### Provided material
======

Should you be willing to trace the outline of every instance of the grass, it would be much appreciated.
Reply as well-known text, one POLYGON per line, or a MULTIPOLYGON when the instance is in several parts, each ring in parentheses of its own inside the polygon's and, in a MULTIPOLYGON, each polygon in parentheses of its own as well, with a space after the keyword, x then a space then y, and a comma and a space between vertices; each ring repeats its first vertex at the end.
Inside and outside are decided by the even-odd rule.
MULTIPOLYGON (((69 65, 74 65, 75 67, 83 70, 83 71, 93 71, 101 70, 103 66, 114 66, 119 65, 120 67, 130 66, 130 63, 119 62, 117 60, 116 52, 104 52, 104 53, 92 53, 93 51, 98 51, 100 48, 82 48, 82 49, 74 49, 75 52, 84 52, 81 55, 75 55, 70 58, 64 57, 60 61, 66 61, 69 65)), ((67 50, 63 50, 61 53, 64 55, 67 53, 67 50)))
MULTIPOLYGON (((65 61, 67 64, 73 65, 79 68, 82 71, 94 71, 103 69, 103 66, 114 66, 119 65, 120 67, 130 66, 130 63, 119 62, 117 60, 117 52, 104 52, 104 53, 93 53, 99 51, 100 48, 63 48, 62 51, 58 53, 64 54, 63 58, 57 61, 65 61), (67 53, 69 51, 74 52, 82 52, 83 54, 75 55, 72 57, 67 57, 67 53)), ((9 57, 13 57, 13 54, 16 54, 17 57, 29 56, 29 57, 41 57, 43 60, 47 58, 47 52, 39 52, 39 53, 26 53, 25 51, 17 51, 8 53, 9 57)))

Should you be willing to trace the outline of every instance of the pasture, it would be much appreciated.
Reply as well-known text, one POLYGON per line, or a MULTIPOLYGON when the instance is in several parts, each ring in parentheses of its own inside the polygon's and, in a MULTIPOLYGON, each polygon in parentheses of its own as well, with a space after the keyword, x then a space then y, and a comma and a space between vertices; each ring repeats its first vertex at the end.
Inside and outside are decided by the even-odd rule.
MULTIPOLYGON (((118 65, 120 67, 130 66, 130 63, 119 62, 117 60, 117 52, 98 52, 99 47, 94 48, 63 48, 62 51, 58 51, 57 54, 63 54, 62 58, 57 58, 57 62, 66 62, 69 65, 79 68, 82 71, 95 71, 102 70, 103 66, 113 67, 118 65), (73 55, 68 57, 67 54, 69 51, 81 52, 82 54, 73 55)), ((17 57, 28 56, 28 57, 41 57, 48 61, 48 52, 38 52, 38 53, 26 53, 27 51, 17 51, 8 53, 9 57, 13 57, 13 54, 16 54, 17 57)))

======

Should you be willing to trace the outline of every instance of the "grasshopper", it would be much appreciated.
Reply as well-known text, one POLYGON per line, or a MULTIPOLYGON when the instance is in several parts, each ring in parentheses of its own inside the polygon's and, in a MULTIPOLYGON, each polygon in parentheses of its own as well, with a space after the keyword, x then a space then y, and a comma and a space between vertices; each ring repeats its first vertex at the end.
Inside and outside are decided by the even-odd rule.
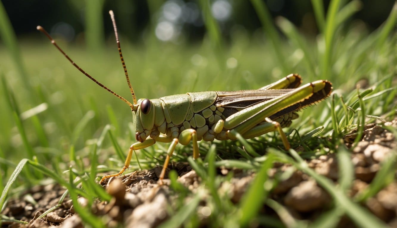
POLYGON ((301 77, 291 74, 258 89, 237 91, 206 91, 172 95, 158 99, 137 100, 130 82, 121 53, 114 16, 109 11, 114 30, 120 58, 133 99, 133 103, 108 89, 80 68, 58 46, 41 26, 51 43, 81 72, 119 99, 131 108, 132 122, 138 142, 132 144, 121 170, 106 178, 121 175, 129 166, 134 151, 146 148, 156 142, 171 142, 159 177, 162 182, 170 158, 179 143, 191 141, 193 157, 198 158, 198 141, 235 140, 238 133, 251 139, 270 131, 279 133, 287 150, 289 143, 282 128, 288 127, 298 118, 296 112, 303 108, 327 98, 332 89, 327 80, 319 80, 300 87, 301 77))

======

### Task instructions
Update the rows starting with the line that contains "pasture, it would be much appreciated." and going on through the line that contains "MULTIPOLYGON (((118 65, 120", putting "meadow" wherever "pasture" appears and changing nothing else. Return only those lines.

### Task result
Should you be willing to trace the outline of every instance of the meadow, it would be much appreciated.
Reply as well-known text, one POLYGON per line, or a MULTIPOLYGON when the instance is in several parts, each ring in parentheses of its own inside the polygon's and, in a MULTIPOLYGON, each polygon in parentheses of its own as well, with a space after the keyword, x then a space then y, and a comma and a space between vertices; each ring repeats its first vertex at the end.
Inside and outside are decided by the even-odd rule.
MULTIPOLYGON (((118 65, 120 67, 130 66, 130 63, 119 62, 117 60, 117 52, 98 52, 99 47, 94 48, 63 48, 62 51, 58 51, 57 54, 63 54, 62 58, 57 58, 57 62, 66 62, 69 65, 79 68, 82 71, 95 71, 102 70, 103 66, 113 67, 118 65), (73 55, 68 57, 67 54, 69 51, 81 52, 82 54, 73 55)), ((17 57, 28 56, 28 57, 41 57, 48 61, 48 52, 38 52, 38 53, 26 53, 27 51, 17 51, 8 53, 9 57, 13 57, 13 54, 16 54, 17 57)))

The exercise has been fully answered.